* BEGIN *

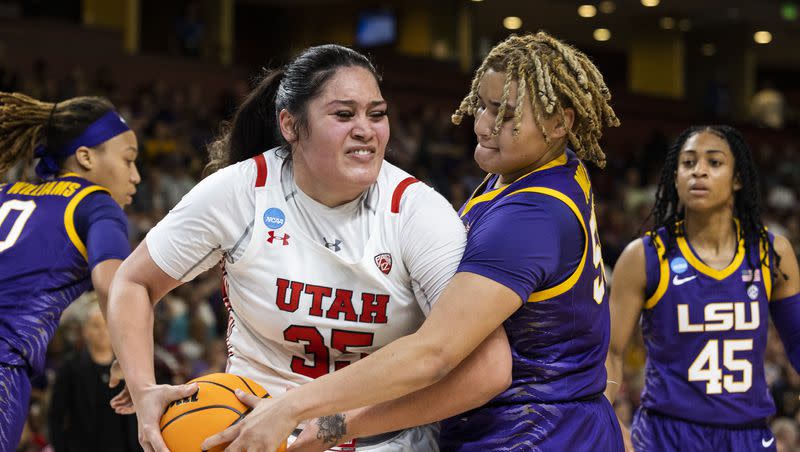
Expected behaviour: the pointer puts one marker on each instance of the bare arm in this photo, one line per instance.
(102, 275)
(137, 286)
(626, 302)
(786, 287)
(479, 378)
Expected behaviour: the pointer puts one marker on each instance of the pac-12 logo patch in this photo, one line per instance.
(384, 262)
(274, 218)
(679, 265)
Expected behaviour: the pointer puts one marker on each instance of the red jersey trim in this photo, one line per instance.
(261, 168)
(398, 192)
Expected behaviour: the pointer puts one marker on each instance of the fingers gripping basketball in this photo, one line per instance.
(212, 409)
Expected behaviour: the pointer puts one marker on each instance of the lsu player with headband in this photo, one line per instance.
(532, 266)
(329, 252)
(59, 236)
(704, 282)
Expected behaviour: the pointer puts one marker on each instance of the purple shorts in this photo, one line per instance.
(654, 432)
(574, 426)
(15, 393)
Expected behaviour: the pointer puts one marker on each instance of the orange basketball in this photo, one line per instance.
(213, 408)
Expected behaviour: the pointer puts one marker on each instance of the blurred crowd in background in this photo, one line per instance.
(174, 123)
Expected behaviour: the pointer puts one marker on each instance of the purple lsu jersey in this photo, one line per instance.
(705, 331)
(559, 336)
(43, 264)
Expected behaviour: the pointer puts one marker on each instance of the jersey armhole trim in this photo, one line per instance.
(398, 192)
(765, 268)
(261, 170)
(663, 279)
(69, 218)
(570, 282)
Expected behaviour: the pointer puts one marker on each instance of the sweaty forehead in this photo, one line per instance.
(351, 83)
(491, 86)
(706, 142)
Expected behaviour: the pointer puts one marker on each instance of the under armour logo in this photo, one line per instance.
(283, 238)
(384, 262)
(332, 246)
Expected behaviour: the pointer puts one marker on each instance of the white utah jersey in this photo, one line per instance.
(298, 310)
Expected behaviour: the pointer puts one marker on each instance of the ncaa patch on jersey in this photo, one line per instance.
(274, 218)
(384, 262)
(678, 265)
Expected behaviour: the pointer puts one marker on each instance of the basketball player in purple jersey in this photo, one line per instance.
(532, 264)
(703, 282)
(58, 237)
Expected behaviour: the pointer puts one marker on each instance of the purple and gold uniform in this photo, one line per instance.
(538, 237)
(705, 331)
(51, 236)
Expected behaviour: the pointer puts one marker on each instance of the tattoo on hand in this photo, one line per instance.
(331, 428)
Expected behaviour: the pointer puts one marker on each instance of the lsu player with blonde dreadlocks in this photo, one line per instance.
(532, 270)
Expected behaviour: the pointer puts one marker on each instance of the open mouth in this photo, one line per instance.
(361, 151)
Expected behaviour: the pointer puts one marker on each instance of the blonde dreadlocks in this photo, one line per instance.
(555, 76)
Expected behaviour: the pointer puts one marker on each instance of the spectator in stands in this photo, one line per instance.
(80, 415)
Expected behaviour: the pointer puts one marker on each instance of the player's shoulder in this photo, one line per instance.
(402, 188)
(782, 245)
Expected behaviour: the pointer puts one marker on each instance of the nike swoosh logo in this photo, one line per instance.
(678, 281)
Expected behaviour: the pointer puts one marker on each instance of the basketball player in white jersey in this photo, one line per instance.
(329, 253)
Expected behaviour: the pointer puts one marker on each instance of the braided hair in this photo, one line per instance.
(555, 76)
(668, 213)
(26, 123)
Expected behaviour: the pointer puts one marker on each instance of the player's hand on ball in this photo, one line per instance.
(122, 402)
(150, 403)
(264, 429)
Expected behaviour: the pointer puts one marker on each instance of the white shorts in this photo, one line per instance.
(424, 438)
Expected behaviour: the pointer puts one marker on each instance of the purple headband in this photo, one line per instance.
(105, 128)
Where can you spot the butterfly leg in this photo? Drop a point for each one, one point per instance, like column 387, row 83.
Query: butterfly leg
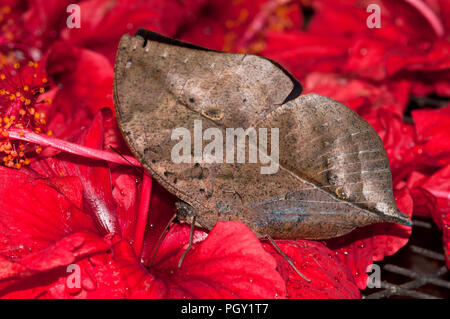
column 186, row 213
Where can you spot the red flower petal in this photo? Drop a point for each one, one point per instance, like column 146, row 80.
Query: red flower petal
column 329, row 276
column 363, row 246
column 439, row 186
column 229, row 263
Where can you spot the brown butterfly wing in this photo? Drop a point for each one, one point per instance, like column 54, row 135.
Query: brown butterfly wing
column 161, row 86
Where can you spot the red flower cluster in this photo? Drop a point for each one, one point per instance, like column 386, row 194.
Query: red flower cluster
column 68, row 202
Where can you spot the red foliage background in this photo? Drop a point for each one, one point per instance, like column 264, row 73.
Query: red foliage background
column 76, row 203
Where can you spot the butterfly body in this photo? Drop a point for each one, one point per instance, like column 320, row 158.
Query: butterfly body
column 332, row 172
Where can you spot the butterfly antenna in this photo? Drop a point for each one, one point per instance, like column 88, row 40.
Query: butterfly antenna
column 287, row 258
column 163, row 234
column 191, row 235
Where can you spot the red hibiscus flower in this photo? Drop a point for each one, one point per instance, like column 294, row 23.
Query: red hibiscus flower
column 71, row 206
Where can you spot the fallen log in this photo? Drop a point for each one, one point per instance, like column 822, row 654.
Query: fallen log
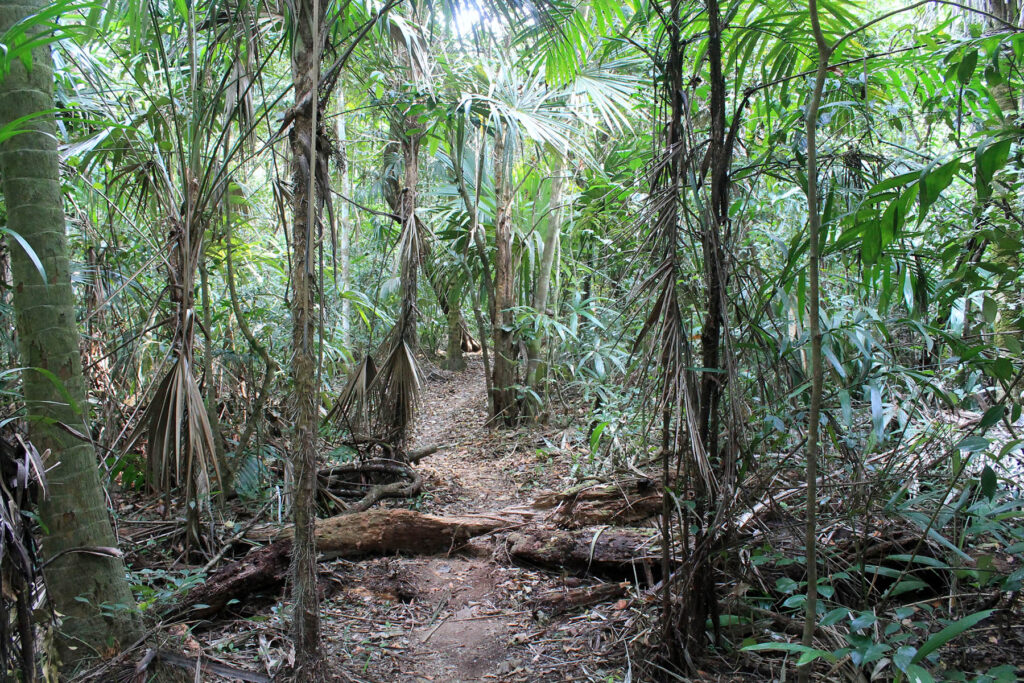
column 620, row 504
column 557, row 602
column 605, row 552
column 370, row 532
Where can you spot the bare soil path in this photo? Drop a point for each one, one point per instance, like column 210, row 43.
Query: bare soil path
column 466, row 617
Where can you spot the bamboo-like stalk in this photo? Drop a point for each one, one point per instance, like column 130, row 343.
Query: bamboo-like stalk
column 814, row 303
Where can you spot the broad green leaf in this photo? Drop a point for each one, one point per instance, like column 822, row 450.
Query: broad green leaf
column 811, row 652
column 991, row 416
column 973, row 443
column 948, row 633
column 990, row 309
column 989, row 158
column 870, row 246
column 933, row 181
column 966, row 69
column 988, row 482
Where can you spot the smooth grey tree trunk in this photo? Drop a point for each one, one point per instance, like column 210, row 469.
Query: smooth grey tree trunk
column 88, row 589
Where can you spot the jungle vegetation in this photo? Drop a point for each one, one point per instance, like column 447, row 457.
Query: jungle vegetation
column 760, row 256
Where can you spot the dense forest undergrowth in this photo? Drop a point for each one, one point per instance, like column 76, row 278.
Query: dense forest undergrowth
column 653, row 340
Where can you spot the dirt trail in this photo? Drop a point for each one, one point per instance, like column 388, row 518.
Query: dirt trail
column 466, row 617
column 472, row 619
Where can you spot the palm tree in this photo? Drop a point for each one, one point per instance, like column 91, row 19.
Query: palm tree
column 308, row 190
column 85, row 575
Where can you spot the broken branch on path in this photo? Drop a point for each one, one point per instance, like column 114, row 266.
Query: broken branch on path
column 557, row 602
column 606, row 551
column 620, row 504
column 360, row 534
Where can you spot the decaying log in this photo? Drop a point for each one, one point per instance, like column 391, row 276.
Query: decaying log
column 557, row 602
column 370, row 532
column 620, row 504
column 261, row 569
column 606, row 551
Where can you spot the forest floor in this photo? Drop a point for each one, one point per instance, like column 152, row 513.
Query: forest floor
column 465, row 616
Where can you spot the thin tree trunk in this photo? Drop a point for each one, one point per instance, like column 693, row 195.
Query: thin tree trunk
column 306, row 209
column 457, row 332
column 345, row 239
column 544, row 275
column 505, row 400
column 82, row 585
column 814, row 304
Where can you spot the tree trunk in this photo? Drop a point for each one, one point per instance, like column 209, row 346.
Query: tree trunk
column 82, row 585
column 506, row 404
column 457, row 332
column 306, row 208
column 544, row 276
column 814, row 307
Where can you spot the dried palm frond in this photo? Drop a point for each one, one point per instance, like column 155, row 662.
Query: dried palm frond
column 354, row 403
column 397, row 385
column 22, row 467
column 181, row 449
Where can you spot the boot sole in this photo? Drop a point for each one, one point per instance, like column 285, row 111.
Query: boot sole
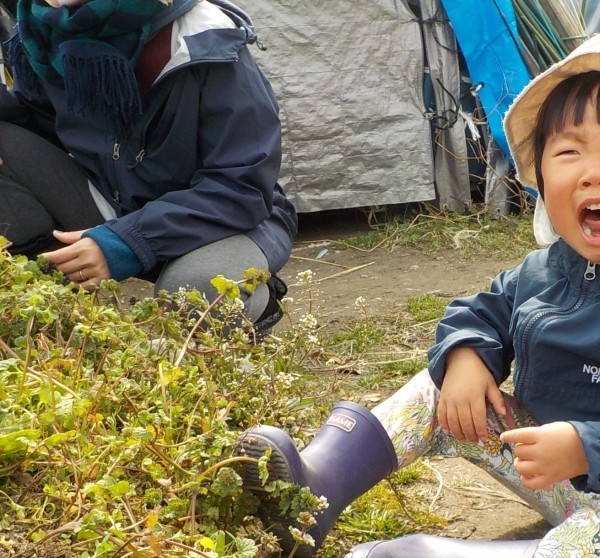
column 254, row 445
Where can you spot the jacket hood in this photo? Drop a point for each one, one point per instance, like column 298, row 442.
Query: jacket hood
column 179, row 7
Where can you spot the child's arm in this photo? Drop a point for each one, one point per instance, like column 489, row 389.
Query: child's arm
column 547, row 454
column 467, row 385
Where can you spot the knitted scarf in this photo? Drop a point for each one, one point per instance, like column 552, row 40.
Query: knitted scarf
column 88, row 47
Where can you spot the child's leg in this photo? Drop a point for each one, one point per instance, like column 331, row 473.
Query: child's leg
column 410, row 419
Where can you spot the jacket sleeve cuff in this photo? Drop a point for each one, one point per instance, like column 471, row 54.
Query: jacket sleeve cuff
column 121, row 259
column 589, row 432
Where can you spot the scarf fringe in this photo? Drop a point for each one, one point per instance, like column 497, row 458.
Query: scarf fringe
column 17, row 61
column 102, row 84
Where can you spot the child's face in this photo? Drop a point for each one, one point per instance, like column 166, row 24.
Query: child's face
column 571, row 172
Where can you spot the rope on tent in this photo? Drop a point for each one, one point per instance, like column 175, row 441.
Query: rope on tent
column 548, row 30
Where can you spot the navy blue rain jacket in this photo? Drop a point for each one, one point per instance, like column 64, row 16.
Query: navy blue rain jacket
column 202, row 162
column 544, row 316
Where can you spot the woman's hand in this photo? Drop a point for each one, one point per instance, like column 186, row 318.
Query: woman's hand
column 547, row 454
column 81, row 261
column 467, row 385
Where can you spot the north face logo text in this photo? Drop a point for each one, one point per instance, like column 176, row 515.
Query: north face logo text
column 341, row 421
column 594, row 371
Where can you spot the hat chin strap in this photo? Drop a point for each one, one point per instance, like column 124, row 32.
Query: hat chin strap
column 542, row 227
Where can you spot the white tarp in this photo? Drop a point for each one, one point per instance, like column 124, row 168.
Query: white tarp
column 348, row 77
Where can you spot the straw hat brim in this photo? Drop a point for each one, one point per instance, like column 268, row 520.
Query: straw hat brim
column 521, row 117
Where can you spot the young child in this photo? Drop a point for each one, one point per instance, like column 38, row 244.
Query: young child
column 540, row 318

* END *

• [Short exercise]: Reproduce the listing above verbatim, from the line with "of the nike" up to and including the line with "column 76, row 203", and omit the pictures.

• [Exercise solution]:
Expected behaviour: the pointer puts one marker on each instance of the nike swoosh logo in this photo, one line per instance.
(678, 281)
Expected behaviour: the pointer puts one marker on each instance of the basketball player in white jersey in this photo, one line per instance.
(329, 253)
Expected behaviour: the pointer puts one marker on each instance of the braided hair in this photo, one line per instance.
(555, 76)
(668, 213)
(26, 123)
Expected behaviour: the pointer puts one marker on each instance of the player's hand on ball in this photo, one line per instance.
(122, 402)
(150, 403)
(264, 429)
Expected behaviour: the pointer puts one marker on each instance of the white shorts in this photo, one line per instance.
(424, 438)
Expected behaviour: the pointer puts one marker on each instance of the purple headband in this photo, one line per instance.
(105, 128)
Where can you spot the butterfly leg in this photo? Drop a point for each one, one point per instance, like column 387, row 83.
Query: butterfly leg
column 186, row 213
Where can you spot the red flower petal in this photo? Drop a point for each one, one point per instance, like column 146, row 80.
Query: red flower petal
column 329, row 276
column 363, row 246
column 439, row 186
column 229, row 263
Where can you spot the brown butterfly wing in this photo? Drop a point for each one, one point per instance, like column 54, row 135.
Query: brown butterfly wing
column 161, row 86
Where can you spot the red flower cluster in this photo? Drop a point for each one, one point per instance, like column 386, row 194.
Query: red flower cluster
column 68, row 202
Where can you spot the red foliage background in this photo? Drop a point for each one, one point per instance, like column 264, row 73.
Query: red foliage background
column 76, row 203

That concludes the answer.